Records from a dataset
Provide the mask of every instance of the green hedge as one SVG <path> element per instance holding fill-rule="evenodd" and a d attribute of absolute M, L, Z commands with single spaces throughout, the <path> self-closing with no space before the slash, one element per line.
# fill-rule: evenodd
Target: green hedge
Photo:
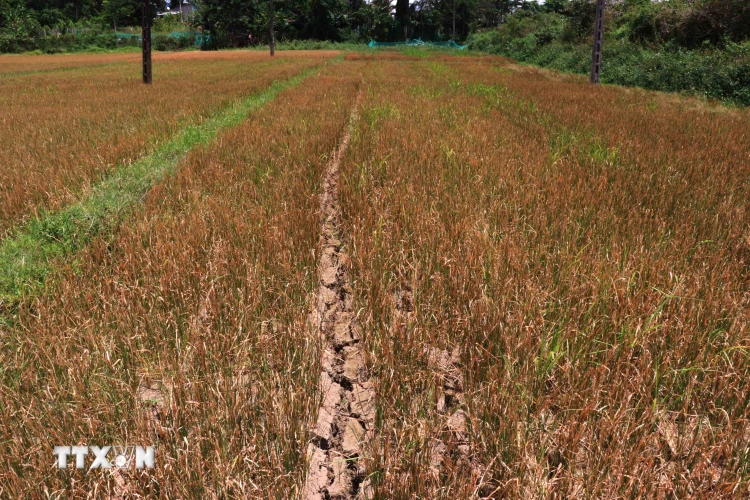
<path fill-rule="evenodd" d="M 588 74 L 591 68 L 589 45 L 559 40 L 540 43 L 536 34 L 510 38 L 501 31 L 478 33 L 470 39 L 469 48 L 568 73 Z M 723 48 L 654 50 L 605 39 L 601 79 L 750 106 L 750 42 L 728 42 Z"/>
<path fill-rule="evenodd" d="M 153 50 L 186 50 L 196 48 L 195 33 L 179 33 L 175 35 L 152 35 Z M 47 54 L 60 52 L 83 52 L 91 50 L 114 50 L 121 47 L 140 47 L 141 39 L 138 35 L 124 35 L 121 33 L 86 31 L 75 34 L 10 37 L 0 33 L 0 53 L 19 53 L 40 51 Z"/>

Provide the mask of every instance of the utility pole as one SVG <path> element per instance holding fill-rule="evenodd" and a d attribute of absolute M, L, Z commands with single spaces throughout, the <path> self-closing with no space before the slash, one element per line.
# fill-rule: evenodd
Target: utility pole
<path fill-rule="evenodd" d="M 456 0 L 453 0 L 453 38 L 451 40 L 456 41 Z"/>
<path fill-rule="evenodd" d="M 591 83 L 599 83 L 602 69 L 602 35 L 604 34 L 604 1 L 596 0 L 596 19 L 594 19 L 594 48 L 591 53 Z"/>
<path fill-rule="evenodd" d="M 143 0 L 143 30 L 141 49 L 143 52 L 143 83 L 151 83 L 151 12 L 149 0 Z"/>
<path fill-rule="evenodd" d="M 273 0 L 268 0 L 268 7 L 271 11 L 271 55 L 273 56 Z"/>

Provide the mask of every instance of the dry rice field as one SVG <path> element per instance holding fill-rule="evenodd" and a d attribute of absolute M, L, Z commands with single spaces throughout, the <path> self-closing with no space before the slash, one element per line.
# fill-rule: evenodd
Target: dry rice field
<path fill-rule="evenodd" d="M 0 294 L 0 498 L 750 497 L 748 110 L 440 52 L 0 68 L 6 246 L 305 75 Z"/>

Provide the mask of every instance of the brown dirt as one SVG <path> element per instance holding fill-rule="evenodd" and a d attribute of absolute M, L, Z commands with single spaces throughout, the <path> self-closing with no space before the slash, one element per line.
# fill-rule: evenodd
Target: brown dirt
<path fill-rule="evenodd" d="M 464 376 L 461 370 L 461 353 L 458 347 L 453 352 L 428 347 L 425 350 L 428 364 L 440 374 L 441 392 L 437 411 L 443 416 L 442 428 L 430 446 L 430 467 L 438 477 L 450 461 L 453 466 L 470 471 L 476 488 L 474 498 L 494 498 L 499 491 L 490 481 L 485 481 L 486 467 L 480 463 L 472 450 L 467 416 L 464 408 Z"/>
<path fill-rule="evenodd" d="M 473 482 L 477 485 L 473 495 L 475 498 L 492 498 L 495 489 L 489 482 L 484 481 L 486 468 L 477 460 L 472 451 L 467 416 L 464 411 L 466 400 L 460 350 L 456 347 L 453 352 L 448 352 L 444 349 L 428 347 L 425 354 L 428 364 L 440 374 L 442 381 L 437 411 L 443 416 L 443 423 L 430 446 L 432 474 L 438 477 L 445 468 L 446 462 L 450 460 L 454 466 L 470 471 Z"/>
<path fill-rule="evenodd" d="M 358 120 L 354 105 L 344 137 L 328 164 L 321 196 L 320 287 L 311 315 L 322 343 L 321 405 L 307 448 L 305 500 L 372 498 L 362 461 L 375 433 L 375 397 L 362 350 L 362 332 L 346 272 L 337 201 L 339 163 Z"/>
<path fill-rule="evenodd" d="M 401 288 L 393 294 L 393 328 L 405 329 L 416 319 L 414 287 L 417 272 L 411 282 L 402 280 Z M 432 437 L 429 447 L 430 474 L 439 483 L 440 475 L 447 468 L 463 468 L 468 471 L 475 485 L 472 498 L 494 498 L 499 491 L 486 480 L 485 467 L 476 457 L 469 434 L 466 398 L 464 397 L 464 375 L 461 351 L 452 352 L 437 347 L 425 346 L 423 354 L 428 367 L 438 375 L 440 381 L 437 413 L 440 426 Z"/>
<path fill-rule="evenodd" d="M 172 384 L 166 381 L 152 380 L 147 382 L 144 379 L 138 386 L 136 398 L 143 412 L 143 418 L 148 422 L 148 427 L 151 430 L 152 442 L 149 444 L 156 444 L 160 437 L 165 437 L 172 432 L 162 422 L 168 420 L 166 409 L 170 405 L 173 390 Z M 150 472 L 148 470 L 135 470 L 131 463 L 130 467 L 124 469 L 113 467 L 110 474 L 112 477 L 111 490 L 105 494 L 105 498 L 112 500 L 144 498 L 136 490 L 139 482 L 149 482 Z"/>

_Task brief:_ Every line above is to be given again exactly, apart from the pictures.

_Your response:_
Provide the mask of every instance of the green hedge as one SVG <path> element per instance holding fill-rule="evenodd" and a d attribute of absolute M, L, Z commands with single spaces throughout, the <path> self-closing with no space before the slash, one element per line.
# fill-rule: evenodd
Target: green hedge
Photo:
<path fill-rule="evenodd" d="M 588 74 L 591 68 L 589 45 L 559 40 L 540 43 L 536 34 L 510 38 L 501 31 L 478 33 L 470 39 L 469 48 L 568 73 Z M 723 48 L 654 50 L 605 39 L 601 79 L 750 106 L 750 42 L 728 42 Z"/>
<path fill-rule="evenodd" d="M 153 50 L 186 50 L 196 48 L 195 33 L 179 33 L 175 35 L 152 35 Z M 47 54 L 60 52 L 83 52 L 91 50 L 114 50 L 121 47 L 140 47 L 141 39 L 138 35 L 124 35 L 121 33 L 86 31 L 75 34 L 10 37 L 0 33 L 0 53 L 19 53 L 40 51 Z"/>

Provide the mask of every instance of the utility pole as one SVG <path> element per instance holding fill-rule="evenodd" and a d attribute of absolute M, L, Z commands with single spaces throughout, the <path> self-closing with no space before the slash, one element per line.
# fill-rule: evenodd
Target: utility pole
<path fill-rule="evenodd" d="M 456 0 L 453 0 L 453 38 L 451 40 L 456 41 Z"/>
<path fill-rule="evenodd" d="M 591 83 L 599 83 L 602 69 L 602 35 L 604 34 L 604 1 L 596 0 L 596 19 L 594 19 L 594 48 L 591 53 Z"/>
<path fill-rule="evenodd" d="M 143 0 L 143 30 L 141 49 L 143 52 L 143 83 L 151 83 L 151 12 L 149 0 Z"/>
<path fill-rule="evenodd" d="M 273 0 L 268 0 L 268 7 L 271 11 L 271 55 L 273 56 Z"/>

Provide the mask of every instance of the dry rice field as one SVG <path> element per instance holding fill-rule="evenodd" and a d attribute of absolute M, L, Z commands with single spaces throughout, the <path> self-closing with no space before the slash, one element per line.
# fill-rule: evenodd
Target: dry rice field
<path fill-rule="evenodd" d="M 0 294 L 0 498 L 750 497 L 748 110 L 440 52 L 0 68 L 6 246 L 305 75 Z"/>

Provide the mask of every instance of the brown dirt as one SVG <path> element per instance holding fill-rule="evenodd" and a d attribute of absolute M, L, Z commands with single spaces throughout, the <path> self-closing with no space before the slash, one element per line.
# fill-rule: evenodd
Target: brown dirt
<path fill-rule="evenodd" d="M 464 376 L 461 370 L 461 353 L 458 347 L 453 352 L 428 347 L 425 350 L 428 364 L 440 374 L 441 392 L 437 411 L 443 416 L 442 428 L 430 446 L 430 467 L 438 477 L 450 461 L 453 466 L 470 471 L 476 488 L 474 498 L 494 498 L 499 491 L 490 481 L 485 481 L 486 467 L 480 463 L 472 450 L 467 416 L 464 408 Z"/>
<path fill-rule="evenodd" d="M 473 482 L 477 485 L 473 495 L 475 498 L 492 498 L 495 489 L 489 482 L 484 481 L 486 468 L 477 460 L 472 451 L 467 416 L 464 411 L 466 400 L 460 350 L 456 347 L 453 352 L 448 352 L 444 349 L 428 347 L 425 354 L 428 364 L 440 374 L 442 381 L 437 411 L 443 416 L 443 423 L 430 446 L 432 474 L 438 477 L 445 468 L 446 462 L 450 460 L 454 466 L 470 471 Z"/>
<path fill-rule="evenodd" d="M 358 120 L 354 105 L 344 137 L 328 164 L 321 196 L 320 287 L 311 315 L 322 343 L 321 405 L 307 448 L 305 500 L 372 498 L 362 461 L 375 433 L 375 397 L 362 350 L 362 332 L 346 272 L 337 201 L 339 163 Z"/>
<path fill-rule="evenodd" d="M 401 288 L 393 294 L 393 328 L 405 329 L 416 319 L 414 287 L 417 272 L 411 282 L 402 280 Z M 432 437 L 429 447 L 430 474 L 439 483 L 440 475 L 447 468 L 463 468 L 468 471 L 475 485 L 472 498 L 494 498 L 499 491 L 486 480 L 485 467 L 476 457 L 469 434 L 466 398 L 464 397 L 464 375 L 461 351 L 452 352 L 437 347 L 425 346 L 423 354 L 428 367 L 438 375 L 440 381 L 437 413 L 440 426 Z"/>
<path fill-rule="evenodd" d="M 172 384 L 166 381 L 152 380 L 147 382 L 144 379 L 138 386 L 136 398 L 143 412 L 143 418 L 148 422 L 148 427 L 151 430 L 152 442 L 149 444 L 156 444 L 160 437 L 165 437 L 172 432 L 162 422 L 168 420 L 166 409 L 170 405 L 173 390 Z M 150 472 L 148 470 L 135 470 L 131 463 L 130 467 L 124 469 L 113 467 L 110 474 L 112 477 L 111 490 L 105 494 L 105 498 L 112 500 L 144 498 L 136 490 L 139 482 L 149 482 Z"/>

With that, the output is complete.